> _取り組む課題_:
1) 映画「スパイ・ゲーム」の文章に出てくる人名を、出てくる順にすべて挙げること。
2) 映画「スパイ・ゲーム」の文章の「1991年4月14日、蘇州の」から「を総括する過程でもあるのだ。」までを、「ネイサン」を「ネイト」と呼び替えて書き直すこと。
3) 映画「スパイ・ゲーム」の文章を、途切れたところから書き継いでください。

> _読む文章_:
^^^^
1991年4月14日、蘇州の刑務所でコレラが発生。外国人を含んだ医師団が送り込まれる。囚人たちの喧噪。注射。しかし医師たちは治療以外に微妙な動きを見せる。金髪の医師は手にジェルを塗り、わざと感電し、刑務所全体を停電させる。彼は心肺停止状態となり……
「スパイ・ゲーム」大好きな映画なんですよ。何度も見ているけれど、このオープニングにはいつも興奮させられる。実は何が行われているかというと、CIAのエージェントであるトム(ブラッド・ピット)が、ほぼ独断でチームを結成し、刑務所からある女性を救出しようとし、そして失敗するのだ。彼が処刑されるまで24時間。そしてその1日は、トムを工作員として育て上げた伝説の男、ネイサン(ロバート・レッドフォード)の退職の日でもあった。
何度も見ているから「そんな偶然あるかよ」と今ならつっこめる。しかしトニー・スコットの演出がシャープなのでそんなことは全然気にならない。しかも、このドラマにとってネイサンの退職は、自らのスパイとしての人生を総括する過程でもあるのだ。
^^^^
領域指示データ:
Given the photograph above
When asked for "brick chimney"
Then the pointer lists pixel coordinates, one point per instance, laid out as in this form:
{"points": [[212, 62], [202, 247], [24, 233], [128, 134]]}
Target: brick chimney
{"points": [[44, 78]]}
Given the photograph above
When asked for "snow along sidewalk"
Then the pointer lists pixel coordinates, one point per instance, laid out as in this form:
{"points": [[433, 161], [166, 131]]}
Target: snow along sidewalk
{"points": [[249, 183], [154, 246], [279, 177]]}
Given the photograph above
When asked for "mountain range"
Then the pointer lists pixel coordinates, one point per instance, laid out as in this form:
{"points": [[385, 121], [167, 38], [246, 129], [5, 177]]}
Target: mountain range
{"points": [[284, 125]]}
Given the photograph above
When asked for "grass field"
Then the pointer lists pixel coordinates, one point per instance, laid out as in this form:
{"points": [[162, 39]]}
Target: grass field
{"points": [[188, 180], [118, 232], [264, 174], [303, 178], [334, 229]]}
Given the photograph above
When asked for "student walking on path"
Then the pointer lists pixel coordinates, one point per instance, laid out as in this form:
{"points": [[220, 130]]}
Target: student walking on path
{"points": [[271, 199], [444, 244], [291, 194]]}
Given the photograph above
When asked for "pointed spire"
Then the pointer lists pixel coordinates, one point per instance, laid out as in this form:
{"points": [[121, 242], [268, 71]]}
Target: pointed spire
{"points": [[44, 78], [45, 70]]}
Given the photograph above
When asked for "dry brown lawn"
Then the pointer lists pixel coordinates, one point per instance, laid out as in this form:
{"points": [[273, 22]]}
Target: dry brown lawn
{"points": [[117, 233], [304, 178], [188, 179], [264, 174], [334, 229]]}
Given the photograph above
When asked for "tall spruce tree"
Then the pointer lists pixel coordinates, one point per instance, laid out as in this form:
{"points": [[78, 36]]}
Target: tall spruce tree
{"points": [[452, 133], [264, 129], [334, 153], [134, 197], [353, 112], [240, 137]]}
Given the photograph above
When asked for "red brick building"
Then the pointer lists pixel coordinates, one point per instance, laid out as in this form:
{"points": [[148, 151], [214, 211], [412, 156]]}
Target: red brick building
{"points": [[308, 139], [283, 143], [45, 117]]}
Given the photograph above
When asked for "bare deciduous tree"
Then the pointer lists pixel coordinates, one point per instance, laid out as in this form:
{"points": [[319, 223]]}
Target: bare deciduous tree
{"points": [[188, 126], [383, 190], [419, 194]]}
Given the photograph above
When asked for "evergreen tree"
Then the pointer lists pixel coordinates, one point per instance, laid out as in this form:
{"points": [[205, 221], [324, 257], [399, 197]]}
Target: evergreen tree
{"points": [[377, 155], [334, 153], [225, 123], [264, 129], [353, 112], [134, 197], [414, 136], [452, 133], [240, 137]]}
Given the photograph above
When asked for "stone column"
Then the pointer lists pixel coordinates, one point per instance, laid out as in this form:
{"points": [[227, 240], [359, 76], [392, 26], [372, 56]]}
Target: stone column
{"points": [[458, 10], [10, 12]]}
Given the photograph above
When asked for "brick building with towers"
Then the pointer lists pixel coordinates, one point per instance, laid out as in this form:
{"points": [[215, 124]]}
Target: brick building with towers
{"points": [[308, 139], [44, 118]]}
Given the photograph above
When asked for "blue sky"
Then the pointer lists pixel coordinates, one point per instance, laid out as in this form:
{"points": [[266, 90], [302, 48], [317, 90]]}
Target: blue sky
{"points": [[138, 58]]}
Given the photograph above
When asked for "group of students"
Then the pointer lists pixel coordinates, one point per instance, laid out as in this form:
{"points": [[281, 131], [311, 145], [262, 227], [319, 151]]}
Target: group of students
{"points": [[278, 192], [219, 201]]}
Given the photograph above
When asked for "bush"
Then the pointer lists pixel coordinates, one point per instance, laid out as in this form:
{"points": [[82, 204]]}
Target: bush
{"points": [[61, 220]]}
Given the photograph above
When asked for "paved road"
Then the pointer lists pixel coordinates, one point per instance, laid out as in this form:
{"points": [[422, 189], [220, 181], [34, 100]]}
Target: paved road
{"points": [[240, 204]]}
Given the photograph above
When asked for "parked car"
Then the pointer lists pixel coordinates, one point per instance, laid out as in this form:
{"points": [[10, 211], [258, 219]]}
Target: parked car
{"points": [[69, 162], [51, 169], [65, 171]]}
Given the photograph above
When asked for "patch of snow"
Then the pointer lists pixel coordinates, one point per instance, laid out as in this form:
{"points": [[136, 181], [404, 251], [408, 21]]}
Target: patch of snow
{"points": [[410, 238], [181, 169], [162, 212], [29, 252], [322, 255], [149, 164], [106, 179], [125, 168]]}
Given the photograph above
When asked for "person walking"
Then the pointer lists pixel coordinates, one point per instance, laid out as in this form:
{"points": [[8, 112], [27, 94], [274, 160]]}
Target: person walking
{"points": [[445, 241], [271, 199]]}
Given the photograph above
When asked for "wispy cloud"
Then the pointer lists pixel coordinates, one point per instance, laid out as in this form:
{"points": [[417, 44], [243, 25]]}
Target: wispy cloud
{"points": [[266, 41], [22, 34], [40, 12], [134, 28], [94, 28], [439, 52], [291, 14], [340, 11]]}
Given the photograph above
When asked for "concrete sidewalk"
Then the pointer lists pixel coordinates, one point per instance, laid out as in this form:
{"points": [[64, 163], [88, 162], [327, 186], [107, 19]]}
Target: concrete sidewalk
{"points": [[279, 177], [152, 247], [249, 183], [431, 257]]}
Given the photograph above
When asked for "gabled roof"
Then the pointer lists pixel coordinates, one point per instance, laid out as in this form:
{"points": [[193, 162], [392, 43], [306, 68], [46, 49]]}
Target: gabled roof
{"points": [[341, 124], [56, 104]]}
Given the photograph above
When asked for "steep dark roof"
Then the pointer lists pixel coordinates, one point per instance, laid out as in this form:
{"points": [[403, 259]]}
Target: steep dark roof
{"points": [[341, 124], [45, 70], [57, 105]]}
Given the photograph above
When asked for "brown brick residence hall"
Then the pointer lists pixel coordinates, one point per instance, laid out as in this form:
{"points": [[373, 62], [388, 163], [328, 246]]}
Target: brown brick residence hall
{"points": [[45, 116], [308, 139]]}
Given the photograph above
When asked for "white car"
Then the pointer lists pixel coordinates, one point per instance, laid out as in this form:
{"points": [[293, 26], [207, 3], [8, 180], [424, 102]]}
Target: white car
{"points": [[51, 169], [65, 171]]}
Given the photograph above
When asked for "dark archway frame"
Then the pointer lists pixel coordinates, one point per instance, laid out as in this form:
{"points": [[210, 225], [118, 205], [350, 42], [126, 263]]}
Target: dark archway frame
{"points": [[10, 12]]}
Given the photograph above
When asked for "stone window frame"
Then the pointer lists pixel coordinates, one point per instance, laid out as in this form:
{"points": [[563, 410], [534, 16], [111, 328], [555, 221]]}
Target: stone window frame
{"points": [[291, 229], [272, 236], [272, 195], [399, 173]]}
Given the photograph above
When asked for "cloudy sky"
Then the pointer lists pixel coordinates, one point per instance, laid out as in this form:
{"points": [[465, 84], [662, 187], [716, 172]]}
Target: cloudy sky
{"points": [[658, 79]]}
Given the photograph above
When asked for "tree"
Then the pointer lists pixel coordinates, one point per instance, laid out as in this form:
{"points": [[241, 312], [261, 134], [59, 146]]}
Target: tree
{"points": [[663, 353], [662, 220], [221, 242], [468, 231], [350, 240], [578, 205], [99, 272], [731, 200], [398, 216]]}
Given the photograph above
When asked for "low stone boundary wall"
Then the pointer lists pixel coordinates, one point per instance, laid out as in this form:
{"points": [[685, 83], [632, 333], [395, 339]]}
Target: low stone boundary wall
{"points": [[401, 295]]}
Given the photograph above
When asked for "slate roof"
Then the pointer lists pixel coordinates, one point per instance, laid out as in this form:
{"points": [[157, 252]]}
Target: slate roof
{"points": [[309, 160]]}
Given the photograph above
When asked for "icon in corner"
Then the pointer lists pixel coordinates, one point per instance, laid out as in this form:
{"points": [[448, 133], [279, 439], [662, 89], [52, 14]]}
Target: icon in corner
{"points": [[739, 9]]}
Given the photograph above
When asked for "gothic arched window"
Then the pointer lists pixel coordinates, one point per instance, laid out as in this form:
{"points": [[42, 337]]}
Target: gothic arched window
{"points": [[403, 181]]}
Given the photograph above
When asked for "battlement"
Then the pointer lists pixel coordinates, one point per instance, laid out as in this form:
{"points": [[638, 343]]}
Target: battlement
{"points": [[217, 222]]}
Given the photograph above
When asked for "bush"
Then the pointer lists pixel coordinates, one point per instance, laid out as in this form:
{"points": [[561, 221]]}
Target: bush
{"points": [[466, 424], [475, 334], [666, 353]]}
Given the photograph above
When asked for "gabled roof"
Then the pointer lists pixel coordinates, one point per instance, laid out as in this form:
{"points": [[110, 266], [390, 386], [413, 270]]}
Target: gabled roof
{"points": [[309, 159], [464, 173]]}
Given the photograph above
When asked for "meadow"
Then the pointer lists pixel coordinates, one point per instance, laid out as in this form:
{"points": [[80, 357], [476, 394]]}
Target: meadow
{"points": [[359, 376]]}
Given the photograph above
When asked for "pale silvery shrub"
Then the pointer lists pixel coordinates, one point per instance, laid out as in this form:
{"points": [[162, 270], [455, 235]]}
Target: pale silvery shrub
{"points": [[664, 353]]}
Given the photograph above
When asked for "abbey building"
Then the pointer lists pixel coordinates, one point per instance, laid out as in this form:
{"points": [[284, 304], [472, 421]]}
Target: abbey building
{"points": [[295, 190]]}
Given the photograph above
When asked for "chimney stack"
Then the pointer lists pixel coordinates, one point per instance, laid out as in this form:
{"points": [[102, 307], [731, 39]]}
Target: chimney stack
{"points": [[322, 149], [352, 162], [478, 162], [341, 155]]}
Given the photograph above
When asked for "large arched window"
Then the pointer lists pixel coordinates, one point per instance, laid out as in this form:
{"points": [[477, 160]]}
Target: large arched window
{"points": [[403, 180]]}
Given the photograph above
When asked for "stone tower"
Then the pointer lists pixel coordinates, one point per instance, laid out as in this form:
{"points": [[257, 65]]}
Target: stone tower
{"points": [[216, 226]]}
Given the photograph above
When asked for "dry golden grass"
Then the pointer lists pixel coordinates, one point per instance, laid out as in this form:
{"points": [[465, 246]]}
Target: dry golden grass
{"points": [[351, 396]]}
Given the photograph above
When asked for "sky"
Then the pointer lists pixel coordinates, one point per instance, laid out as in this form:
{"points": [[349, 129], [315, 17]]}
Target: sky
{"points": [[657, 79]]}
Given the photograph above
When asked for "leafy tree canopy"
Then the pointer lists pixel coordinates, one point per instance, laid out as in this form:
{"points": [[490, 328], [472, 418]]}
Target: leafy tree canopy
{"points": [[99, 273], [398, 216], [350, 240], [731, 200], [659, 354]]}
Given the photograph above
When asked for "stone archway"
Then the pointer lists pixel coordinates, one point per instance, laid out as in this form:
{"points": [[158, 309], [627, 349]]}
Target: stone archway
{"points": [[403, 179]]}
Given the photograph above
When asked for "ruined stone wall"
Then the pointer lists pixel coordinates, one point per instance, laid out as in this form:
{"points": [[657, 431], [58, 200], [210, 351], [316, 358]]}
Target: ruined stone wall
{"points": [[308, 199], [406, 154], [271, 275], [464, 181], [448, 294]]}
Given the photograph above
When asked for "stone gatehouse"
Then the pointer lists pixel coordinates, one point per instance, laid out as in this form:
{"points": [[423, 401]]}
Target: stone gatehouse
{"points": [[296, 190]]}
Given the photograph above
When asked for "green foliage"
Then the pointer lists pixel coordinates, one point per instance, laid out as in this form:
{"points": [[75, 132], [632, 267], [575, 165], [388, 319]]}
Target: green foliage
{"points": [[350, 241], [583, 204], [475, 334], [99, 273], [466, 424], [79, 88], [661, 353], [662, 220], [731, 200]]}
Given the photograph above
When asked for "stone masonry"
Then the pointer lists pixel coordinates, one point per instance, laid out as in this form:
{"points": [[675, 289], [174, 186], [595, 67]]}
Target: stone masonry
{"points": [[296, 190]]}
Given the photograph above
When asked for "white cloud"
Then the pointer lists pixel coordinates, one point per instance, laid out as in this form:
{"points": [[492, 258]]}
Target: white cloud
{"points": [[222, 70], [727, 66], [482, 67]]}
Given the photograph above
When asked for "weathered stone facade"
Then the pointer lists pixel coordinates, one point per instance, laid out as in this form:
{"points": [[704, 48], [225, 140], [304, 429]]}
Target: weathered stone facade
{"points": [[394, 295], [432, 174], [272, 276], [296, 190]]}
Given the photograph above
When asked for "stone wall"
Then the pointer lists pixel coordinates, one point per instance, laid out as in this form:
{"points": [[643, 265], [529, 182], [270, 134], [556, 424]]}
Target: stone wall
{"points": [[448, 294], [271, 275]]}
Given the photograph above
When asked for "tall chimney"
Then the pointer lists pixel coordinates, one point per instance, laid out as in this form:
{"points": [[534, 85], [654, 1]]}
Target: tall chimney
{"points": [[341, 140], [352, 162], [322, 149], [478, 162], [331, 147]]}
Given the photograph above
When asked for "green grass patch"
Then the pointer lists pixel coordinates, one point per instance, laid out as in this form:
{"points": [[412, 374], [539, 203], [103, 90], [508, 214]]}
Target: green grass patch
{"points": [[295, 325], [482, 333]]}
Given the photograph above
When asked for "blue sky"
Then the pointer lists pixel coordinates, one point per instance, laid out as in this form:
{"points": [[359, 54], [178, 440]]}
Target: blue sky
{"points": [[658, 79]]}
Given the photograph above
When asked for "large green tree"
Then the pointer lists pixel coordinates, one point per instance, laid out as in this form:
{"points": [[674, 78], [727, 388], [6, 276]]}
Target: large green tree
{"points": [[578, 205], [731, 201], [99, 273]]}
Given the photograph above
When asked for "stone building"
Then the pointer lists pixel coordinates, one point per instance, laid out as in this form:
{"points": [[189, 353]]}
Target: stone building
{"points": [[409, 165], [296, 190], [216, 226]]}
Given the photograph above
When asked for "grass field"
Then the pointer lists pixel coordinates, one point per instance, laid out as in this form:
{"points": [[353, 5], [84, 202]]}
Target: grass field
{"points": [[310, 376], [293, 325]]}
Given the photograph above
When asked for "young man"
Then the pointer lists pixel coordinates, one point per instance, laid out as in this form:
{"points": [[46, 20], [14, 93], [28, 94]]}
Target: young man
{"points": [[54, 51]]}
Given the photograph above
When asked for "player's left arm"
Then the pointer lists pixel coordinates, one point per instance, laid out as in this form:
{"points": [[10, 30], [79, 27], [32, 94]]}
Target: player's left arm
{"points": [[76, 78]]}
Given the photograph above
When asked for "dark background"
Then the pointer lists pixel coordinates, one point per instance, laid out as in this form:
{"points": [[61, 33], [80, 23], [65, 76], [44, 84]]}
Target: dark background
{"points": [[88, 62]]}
^^^^
> _課題ごとの解答_:
1) トム、ブラッド・ピット、ネイサン、ロバート・レッドフォード、トニー・スコット

2)
1991年4月14日、蘇州の刑務所でコレラが発生。外国人を含んだ医師団が送り込まれる。囚人たちの喧噪。注射。しかし医師たちは治療以外に微妙な動きを見せる。金髪の医師は手にジェルを塗り、わざと感電し、刑務所全体を停電させる。彼は心肺停止状態となり……
「スパイ・ゲーム」大好きな映画なんですよ。何度も見ているけれど、このオープニングにはいつも興奮させられる。実は何が行われているかというと、CIAのエージェントであるトム(ブラッド・ピット)が、ほぼ独断でチームを結成し、刑務所からある女性を救出しようとし、そして失敗するのだ。彼が処刑されるまで24時間。そしてその1日は、トムを工作員として育て上げた伝説の男、ネイト(ロバート・レッドフォード)の退職の日でもあった。
何度も見ているから「そんな偶然あるかよ」と今ならつっこめる。しかしトニー・スコットの演出がシャープなのでそんなことは全然気にならない。しかも、このドラマにとってネイトの退職は、自らのスパイとしての人生を総括する過程でもあるのだ。

3)
セリフがとにかく素晴らしい。自分のデスクからトムの書類を抜き出すネイサン。
「細心なのね」と秘書。
「ノアはいつ方舟をつくった?雨が降る前だ。」
そして確かに、雨は降る。
CIAはトムを見捨てる決断をするが、ネイサンはあらゆる手段を使ってトムを救おうとする。
この映画は、スパイの冷徹さを描くとタイトルで示しながら、トムへネイサンが授けた有能なスパイとしての教えである……
「南国で引退できる金を用意して、手をつけるな」
「情報提供者のために命をかけるな」
「勝手なまねをして捕まっても、絶対に助けに行かないぞ」
のすべてを破る展開なのだ。実は泣かせる映画だったの。大好き。